» PASSAGE PROVIDED

============

Marc Ribot: Map of a Blue City
Marc Ribot was never suited to play straight jazz. A New Jersey kid trying to make a stand in New York, Ribot realized that in his 20s while trying to bop with veteran organist Jack McDuff. But Ribot soon found his calling—and the core of his mission, really—both in the city’s melting pot and in its no-holds-barred No Wave scene. He threw out the rules he was trying to ace, joined the Lounge Lizards, and accepted Tom Waits’ invitation to play on Rain Dogs. Ribot stopped trying to sound like the guitarist he was supposed to be and became, instead, the guitar player he was. In the last 40 years, he has been an indispensable collaborator to the likes of Waits, Robert Plant, John Zorn, and so many others that his list of credits reads like a library’s card catalog. But Ribot has also been a great bandleader, from his renegade bunch Ceramic Dog to his committed Latin band, Los Cubanos Postizos. Since that mid-‘80s epiphany, Ribot has continued to be anything he’s wanted to be.

============

» WHAT YOU WILL DO
Continue the profile of guitarist Marc Ribot above, starting right after its last sentence.

Dataset entries
============

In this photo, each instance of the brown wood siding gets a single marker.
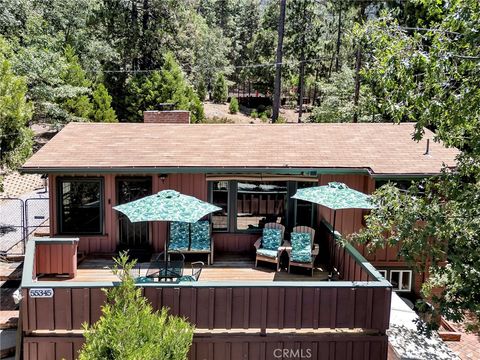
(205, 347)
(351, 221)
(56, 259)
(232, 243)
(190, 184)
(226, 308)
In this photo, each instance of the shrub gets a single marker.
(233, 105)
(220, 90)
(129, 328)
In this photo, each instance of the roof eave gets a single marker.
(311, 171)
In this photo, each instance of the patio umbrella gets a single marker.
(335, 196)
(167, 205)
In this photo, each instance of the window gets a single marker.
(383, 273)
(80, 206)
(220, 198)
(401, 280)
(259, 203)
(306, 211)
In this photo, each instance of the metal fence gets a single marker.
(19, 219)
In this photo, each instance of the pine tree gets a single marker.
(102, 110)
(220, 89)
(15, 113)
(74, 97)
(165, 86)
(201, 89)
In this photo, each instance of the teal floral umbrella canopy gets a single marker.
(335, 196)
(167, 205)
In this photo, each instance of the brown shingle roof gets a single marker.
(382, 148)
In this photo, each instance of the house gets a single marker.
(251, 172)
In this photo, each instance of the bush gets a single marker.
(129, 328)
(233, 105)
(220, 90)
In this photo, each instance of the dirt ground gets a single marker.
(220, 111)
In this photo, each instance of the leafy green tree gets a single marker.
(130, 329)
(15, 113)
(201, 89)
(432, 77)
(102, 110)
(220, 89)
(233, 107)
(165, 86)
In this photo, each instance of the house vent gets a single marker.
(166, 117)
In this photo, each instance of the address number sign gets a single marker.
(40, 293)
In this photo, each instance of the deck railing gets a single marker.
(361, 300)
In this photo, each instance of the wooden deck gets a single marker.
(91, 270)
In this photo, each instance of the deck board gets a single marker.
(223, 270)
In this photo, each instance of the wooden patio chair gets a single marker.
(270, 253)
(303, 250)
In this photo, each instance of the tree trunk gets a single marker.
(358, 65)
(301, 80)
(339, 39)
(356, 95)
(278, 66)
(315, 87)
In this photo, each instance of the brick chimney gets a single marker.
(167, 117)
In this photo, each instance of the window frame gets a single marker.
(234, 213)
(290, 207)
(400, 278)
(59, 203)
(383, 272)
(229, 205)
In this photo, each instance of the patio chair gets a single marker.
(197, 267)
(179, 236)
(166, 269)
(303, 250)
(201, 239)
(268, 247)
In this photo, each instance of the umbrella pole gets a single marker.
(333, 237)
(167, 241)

============

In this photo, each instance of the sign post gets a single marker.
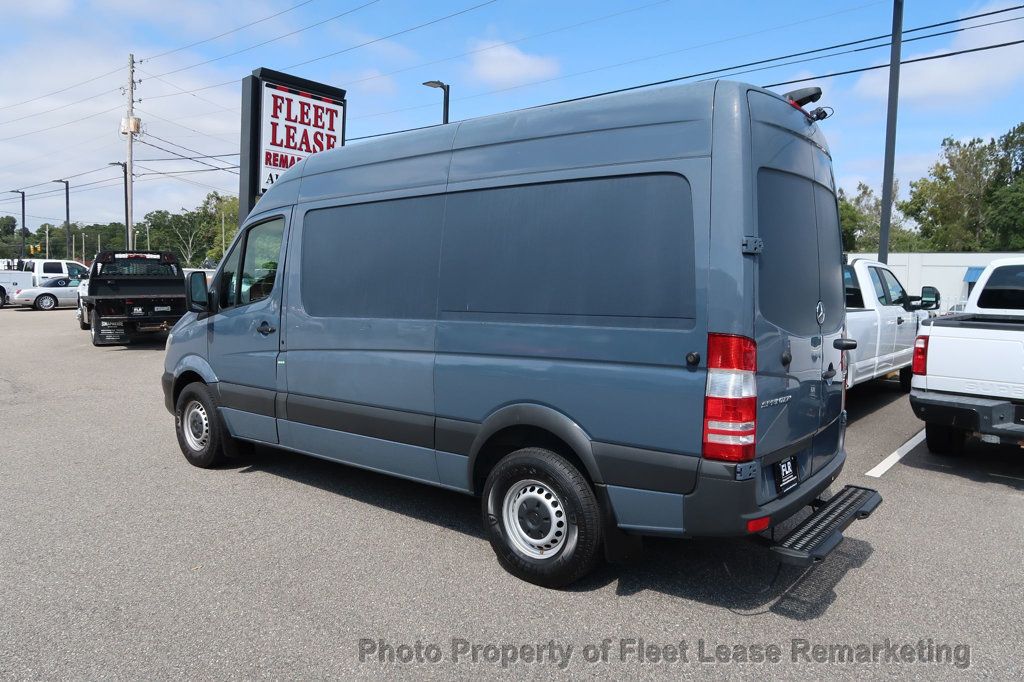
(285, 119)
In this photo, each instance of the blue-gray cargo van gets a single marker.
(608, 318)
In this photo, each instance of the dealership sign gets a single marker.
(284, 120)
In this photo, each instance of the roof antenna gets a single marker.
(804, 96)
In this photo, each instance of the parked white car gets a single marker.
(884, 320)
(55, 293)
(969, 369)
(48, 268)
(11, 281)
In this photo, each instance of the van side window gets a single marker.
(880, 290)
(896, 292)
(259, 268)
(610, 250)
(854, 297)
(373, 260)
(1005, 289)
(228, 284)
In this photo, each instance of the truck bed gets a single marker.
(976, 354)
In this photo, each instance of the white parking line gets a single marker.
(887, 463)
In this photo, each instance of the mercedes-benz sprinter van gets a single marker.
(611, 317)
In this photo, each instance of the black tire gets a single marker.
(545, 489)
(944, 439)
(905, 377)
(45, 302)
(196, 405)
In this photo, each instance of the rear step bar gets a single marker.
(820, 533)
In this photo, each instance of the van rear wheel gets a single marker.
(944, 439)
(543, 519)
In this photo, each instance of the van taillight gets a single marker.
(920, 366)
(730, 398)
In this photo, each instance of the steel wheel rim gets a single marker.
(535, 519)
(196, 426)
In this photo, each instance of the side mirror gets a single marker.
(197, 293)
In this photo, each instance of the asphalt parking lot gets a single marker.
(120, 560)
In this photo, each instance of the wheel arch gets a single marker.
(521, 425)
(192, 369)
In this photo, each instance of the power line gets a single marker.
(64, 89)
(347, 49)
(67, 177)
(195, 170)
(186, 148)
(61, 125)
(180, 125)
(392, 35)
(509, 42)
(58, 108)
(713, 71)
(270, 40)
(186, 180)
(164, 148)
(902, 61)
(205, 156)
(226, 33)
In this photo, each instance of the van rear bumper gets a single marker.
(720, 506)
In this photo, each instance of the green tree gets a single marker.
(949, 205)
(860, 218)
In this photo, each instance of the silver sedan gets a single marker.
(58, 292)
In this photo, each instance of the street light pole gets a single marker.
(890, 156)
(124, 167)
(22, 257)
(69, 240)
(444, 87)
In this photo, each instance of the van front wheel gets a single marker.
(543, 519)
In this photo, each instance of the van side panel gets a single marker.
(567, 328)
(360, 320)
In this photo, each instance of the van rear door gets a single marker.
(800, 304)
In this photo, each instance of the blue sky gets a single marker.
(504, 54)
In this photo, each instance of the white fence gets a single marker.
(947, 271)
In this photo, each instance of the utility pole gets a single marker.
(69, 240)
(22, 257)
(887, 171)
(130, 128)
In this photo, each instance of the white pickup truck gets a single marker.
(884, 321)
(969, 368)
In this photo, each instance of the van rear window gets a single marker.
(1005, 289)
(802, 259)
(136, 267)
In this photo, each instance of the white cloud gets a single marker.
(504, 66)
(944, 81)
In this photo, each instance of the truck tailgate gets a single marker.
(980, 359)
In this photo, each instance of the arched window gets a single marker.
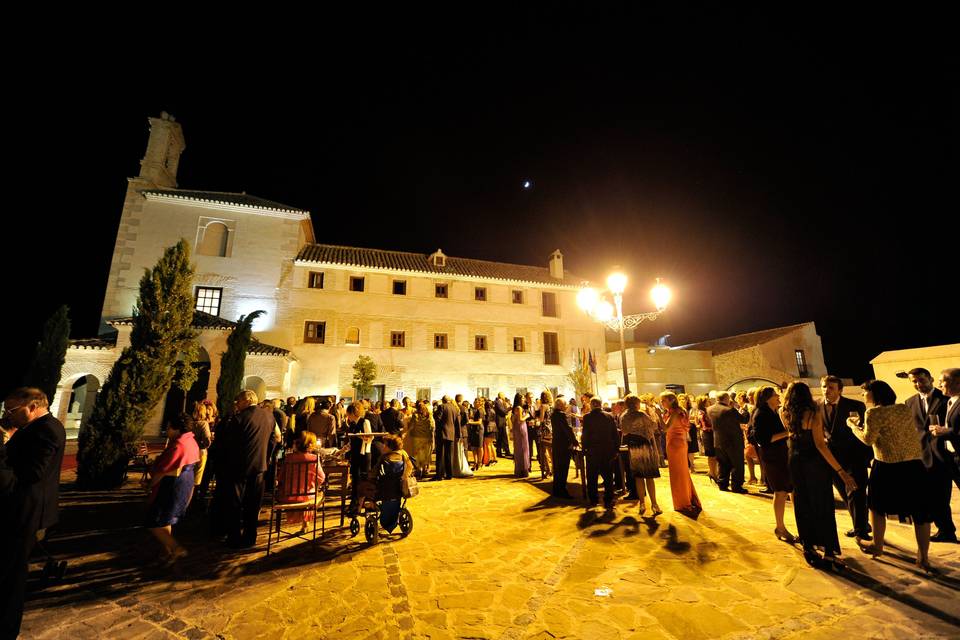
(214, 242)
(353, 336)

============

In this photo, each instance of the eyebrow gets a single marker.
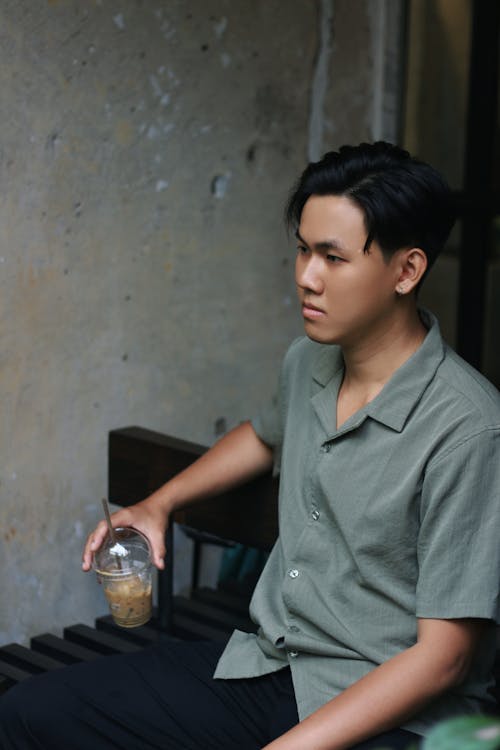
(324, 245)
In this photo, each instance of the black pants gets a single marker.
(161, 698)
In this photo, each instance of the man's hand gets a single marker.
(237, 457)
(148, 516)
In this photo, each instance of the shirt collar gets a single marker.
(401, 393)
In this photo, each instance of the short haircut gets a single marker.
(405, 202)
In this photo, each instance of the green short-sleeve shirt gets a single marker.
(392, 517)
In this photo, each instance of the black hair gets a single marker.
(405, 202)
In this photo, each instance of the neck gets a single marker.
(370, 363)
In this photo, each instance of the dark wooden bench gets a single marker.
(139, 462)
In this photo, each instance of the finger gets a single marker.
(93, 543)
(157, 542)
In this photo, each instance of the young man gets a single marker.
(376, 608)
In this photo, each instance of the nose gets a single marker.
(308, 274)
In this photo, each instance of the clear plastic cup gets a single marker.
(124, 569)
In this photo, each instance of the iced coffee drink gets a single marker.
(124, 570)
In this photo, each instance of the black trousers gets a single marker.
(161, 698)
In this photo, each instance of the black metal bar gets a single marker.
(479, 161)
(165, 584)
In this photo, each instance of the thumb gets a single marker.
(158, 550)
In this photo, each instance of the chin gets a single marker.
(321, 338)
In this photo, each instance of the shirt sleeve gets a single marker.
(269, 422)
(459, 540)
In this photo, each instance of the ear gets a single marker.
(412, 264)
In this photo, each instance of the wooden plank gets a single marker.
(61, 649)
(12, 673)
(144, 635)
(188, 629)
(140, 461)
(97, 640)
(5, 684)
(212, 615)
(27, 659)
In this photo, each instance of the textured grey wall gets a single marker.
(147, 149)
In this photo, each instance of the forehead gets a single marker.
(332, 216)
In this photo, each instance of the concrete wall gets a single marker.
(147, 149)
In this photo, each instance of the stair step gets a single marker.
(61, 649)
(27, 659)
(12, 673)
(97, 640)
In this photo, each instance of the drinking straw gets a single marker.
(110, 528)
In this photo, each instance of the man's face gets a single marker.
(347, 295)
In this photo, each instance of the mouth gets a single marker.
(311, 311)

============

» ANSWER BOX
To wit, since the mid-‘90s, Ribot has taken occasional private stabs at becoming something of a songwriter—that is, the classic sort who sings as he accompanies himself on guitar. His early apartment demos were rejected by Epitaph Records for their apparent darkness, but his longtime friend and booster, the late producer and connector Hal Willner, heard something in those songs and did what Willner often did by building grand versions with strings and stacked textures. Ribot actually favored his demos but shelved both versions until after the pandemic, slowly stitching the two together in a wonderful hybrid with the help of Uniform’s Ben Greenberg. The result, Map of a Blue City, is a gorgeous and troubled record fit for these times, Ribot’s reflections on the pains of history and the crush of the present matched by a wrecking-ball rendition of The Carter Family’s “When the World’s on Fire.” It took Ribot 30 years to get here, to a solo singer-songwriter record of his own, but the wait is worth the wisdom it rendered.